SOURCE EXTRACT:
[Start of Attachment]
Fencing – nothing makes it look ACW like split rail fncing. Make it yourself out of toothpicks/matchsticks. Keep making it (whenever I think I have enough I am wrong…)

Clays Russians21 Oct 2014 8:11 a.m. PST

Mark yarn "pompon" trees, they are cheap and in mass look fabulous, mount them on washers with a roofing nail, gorilla glue the bastard to the nail. Paint trunk and base, they are light and indestructible, and…… You can make an assortment of spring/summer colors as well as fall. I have about 100 for my 6x4. For crimean war I only need about half of that. And fences, crap load of rail fences.

COL Scott ret21 Oct 2014 9:11 p.m. PST

etotheipi
The official records call it the War of the Rebellion. There was no Northern agression until Federal installations were fired on.

I attended the West Point of the South where I learned that VMI won the Civil War. If you can't believe a Virginian who can you believe?

As far as the OP's question. TREES lots of them but you want to have some variety in the battlefield and as the majority of the populace was agrarian I would add snake fencing and some fields and a farm house/barn. Many battles were fought near water because troops and horses must drink so streams/river with a bridge. Much of this can be cheaply made as suggested above.

donlowry22 Oct 2014 10:05 a.m. PST

Yep, WotR.
[End of Attachment]
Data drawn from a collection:
[Start of Attachment]
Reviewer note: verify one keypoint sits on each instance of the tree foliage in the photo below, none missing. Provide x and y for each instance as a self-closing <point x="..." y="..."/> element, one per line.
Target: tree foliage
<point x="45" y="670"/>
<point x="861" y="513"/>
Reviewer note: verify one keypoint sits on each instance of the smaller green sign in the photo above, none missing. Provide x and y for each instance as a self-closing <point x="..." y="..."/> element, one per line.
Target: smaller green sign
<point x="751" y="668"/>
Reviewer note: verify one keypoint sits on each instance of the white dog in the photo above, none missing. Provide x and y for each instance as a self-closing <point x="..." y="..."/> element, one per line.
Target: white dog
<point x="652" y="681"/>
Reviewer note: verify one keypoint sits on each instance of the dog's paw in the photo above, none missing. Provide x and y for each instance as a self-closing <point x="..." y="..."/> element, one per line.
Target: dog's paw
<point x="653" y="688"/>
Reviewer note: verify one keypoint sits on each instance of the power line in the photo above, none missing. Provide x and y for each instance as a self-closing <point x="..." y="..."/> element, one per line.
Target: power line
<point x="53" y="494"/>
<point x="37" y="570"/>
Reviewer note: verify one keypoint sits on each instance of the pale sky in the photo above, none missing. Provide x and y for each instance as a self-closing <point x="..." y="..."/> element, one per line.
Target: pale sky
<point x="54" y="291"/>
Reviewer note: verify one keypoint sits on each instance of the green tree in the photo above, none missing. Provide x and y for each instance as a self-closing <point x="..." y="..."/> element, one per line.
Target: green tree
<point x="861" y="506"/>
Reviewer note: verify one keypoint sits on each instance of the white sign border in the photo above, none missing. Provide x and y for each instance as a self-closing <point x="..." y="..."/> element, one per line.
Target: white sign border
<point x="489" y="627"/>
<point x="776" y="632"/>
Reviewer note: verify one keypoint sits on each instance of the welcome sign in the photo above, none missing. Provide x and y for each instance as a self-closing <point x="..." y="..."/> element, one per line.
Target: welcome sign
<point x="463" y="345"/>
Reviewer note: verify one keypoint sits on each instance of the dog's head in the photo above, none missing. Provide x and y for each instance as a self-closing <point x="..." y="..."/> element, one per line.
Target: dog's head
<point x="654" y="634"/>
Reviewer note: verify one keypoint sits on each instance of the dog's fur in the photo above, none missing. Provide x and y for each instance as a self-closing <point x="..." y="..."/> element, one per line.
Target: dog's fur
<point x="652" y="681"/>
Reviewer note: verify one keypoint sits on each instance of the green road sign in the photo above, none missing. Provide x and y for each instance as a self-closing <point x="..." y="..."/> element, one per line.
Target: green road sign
[End of Attachment]
LIST OF TASKS:
a. Update part of the terrain thread, starting at "Clays Russians21 Oct 2014 8:11 a.m. PST" and ending at "of rail fences.", so that "washers" is replaced by "pennies".
b. In the terrain thread, which terrain features does COL Scott ret recommend adding to the battlefield?
The records are separate material and are not connected to the terrain thread.

EXPECTED RESPONSES:
a.
Clays Russians21 Oct 2014 8:11 a.m. PST

Mark yarn "pompon" trees, they are cheap and in mass look fabulous, mount them on pennies with a roofing nail, gorilla glue the bastard to the nail. Paint trunk and base, they are light and indestructible, and…… You can make an assortment of spring/summer colors as well as fall. I have about 100 for my 6x4. For crimean war I only need about half of that. And fences, crap load of rail fences.

b.
- trees
- snake fencing
- fields
- a farm house/barn
- streams/river
- a bridge